▸ Brief: Set down exactly, and only, the lines from the one with "query (the noun phrase to segment): **foliage**" to the final line of the entries, both included.

(Spatial annotation records)
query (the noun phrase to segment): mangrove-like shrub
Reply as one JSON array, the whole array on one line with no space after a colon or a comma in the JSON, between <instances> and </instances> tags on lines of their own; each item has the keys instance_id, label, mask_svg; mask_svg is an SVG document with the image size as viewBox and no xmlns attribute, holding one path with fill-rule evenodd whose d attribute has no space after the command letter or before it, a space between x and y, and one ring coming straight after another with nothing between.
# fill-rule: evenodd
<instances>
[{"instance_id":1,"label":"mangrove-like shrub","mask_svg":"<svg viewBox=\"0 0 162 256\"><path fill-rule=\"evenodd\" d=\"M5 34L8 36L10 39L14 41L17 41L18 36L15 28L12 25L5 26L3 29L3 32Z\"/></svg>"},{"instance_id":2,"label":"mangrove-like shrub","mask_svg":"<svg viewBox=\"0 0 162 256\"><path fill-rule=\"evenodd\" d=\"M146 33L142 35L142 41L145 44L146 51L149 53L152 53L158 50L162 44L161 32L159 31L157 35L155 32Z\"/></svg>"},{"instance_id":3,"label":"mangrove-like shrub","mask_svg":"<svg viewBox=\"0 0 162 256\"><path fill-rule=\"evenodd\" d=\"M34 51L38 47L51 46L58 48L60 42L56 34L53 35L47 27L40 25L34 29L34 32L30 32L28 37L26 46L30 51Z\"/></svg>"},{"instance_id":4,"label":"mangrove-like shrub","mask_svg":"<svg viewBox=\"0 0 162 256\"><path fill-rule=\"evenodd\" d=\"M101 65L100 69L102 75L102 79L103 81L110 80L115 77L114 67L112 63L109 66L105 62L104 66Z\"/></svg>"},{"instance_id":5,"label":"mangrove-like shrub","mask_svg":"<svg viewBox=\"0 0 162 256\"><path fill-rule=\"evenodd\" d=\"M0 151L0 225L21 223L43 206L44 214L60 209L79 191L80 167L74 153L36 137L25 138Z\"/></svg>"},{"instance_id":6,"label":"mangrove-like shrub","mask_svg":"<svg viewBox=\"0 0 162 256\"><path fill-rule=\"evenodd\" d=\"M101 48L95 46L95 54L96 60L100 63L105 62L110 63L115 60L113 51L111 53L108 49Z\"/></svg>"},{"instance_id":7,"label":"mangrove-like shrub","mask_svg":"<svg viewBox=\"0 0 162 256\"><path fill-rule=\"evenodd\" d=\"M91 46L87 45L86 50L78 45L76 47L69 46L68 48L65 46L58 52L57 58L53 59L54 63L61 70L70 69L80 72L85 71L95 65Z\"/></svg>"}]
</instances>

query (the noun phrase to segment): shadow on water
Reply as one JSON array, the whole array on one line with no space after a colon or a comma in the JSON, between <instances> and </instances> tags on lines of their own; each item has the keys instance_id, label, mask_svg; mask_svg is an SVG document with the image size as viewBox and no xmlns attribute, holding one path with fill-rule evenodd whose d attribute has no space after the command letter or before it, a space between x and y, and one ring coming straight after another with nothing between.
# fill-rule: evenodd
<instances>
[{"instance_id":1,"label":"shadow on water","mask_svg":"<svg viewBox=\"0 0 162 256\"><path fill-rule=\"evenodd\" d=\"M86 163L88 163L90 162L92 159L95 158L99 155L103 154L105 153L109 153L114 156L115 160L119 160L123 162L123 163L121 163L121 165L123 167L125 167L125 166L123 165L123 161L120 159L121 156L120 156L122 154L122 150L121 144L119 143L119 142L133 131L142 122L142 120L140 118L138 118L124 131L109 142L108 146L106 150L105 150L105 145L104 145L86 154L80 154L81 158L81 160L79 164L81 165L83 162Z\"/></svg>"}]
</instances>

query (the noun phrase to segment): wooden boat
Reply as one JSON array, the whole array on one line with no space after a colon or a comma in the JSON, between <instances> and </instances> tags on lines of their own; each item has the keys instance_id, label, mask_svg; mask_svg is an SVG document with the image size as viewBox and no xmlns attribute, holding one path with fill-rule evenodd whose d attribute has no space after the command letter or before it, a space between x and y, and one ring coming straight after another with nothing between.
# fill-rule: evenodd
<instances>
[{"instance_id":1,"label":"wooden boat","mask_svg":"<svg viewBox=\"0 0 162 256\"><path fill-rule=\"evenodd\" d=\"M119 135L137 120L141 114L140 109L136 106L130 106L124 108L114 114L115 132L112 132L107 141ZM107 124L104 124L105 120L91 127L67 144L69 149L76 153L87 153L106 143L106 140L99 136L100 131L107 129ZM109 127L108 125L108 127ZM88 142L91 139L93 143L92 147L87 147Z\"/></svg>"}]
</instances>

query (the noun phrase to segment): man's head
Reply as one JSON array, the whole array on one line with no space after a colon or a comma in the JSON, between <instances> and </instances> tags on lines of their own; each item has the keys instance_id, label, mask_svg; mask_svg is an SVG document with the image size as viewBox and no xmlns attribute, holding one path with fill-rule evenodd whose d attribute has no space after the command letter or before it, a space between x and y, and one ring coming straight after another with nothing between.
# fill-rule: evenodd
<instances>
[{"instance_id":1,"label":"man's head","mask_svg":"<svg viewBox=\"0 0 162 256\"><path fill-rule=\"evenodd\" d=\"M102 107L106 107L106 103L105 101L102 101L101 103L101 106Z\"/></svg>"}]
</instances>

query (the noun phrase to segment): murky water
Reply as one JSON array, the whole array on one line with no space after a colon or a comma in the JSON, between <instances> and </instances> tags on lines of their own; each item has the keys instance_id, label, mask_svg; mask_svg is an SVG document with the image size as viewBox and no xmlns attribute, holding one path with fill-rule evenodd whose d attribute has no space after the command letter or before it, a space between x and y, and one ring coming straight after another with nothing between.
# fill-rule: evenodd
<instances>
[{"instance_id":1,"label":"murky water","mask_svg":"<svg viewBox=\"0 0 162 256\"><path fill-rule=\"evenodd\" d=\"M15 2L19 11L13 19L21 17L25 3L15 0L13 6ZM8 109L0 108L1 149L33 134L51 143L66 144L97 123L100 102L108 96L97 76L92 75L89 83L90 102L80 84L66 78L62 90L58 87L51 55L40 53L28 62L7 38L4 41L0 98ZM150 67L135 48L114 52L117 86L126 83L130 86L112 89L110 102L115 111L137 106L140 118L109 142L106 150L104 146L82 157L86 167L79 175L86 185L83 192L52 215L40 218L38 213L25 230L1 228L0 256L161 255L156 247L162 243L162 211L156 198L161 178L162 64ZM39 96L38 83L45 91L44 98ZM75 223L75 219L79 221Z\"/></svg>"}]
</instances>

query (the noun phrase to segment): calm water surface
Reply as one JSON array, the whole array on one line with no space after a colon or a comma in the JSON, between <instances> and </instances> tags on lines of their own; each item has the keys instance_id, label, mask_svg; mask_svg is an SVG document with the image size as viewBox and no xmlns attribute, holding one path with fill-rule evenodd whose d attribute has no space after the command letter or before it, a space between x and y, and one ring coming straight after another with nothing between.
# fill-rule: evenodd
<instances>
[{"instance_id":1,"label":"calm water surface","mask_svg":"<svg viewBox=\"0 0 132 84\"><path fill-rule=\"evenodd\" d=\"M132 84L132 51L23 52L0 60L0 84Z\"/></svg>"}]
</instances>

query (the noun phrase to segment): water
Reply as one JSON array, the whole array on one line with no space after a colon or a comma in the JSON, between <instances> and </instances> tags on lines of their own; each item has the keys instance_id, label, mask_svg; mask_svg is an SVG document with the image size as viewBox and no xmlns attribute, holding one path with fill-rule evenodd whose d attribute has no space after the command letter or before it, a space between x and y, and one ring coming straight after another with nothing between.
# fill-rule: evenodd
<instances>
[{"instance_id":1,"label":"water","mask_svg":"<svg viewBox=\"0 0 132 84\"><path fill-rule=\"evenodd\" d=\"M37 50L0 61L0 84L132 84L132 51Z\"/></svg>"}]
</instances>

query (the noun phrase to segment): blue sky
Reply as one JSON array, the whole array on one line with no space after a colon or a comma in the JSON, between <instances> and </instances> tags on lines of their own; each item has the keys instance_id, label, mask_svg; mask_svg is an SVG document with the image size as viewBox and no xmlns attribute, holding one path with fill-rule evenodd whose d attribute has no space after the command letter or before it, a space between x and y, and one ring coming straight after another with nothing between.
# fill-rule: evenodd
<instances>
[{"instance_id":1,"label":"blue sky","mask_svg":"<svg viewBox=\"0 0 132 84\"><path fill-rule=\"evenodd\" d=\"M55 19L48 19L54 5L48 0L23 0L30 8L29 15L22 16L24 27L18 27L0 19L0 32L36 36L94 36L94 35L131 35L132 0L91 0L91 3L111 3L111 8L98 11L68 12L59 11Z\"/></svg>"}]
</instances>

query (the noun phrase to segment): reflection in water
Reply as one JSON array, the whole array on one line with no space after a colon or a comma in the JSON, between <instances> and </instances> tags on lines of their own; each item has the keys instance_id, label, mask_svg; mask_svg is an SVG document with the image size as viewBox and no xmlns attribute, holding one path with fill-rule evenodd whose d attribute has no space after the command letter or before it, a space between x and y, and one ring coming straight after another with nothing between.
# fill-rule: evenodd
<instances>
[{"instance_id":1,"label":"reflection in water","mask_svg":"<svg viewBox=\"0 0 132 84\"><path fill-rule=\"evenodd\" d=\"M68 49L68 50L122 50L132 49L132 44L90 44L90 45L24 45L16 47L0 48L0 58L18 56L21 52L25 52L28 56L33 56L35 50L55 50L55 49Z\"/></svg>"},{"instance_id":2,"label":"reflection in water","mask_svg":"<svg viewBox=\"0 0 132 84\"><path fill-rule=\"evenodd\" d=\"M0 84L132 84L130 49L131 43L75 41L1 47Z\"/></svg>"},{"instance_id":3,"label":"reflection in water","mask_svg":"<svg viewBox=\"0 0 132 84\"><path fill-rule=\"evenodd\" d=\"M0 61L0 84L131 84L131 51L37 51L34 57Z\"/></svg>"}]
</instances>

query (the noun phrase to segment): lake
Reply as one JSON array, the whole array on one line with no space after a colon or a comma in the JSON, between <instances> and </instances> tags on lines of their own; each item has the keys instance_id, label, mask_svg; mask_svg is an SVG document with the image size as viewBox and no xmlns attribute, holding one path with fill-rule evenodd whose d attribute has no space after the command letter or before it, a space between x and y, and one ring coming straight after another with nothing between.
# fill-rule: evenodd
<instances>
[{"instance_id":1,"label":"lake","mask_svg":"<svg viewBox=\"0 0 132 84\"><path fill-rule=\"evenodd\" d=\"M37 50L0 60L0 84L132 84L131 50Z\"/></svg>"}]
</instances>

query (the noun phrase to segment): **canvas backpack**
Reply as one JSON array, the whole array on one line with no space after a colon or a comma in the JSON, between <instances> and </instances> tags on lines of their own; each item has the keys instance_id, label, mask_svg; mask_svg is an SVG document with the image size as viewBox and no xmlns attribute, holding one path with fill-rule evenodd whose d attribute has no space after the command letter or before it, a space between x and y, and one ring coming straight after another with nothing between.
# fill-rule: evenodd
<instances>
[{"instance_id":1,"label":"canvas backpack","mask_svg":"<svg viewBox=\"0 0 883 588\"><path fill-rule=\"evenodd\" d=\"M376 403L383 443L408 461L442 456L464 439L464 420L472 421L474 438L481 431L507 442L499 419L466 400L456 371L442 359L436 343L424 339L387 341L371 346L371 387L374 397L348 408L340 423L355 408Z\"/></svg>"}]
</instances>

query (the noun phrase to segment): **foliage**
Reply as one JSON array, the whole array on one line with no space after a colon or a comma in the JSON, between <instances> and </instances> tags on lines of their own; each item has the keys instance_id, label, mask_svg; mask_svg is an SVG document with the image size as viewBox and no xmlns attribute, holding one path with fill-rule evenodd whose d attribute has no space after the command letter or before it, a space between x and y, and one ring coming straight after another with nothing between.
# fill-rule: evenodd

▸ Task output:
query (the noun phrase to segment): **foliage**
Reply as one JSON array, the whole array on one line with no space after a colon or a comma in the JSON, between <instances> and </instances> tags on lines of their own; each item has the keys instance_id, label, mask_svg; mask_svg is an SVG document with the image size as viewBox and no xmlns attribute, holding one path with fill-rule evenodd whose d attribute has no space after the command letter or before it, a space between x and y, and one ring coming straight after another with nothing between.
# fill-rule: evenodd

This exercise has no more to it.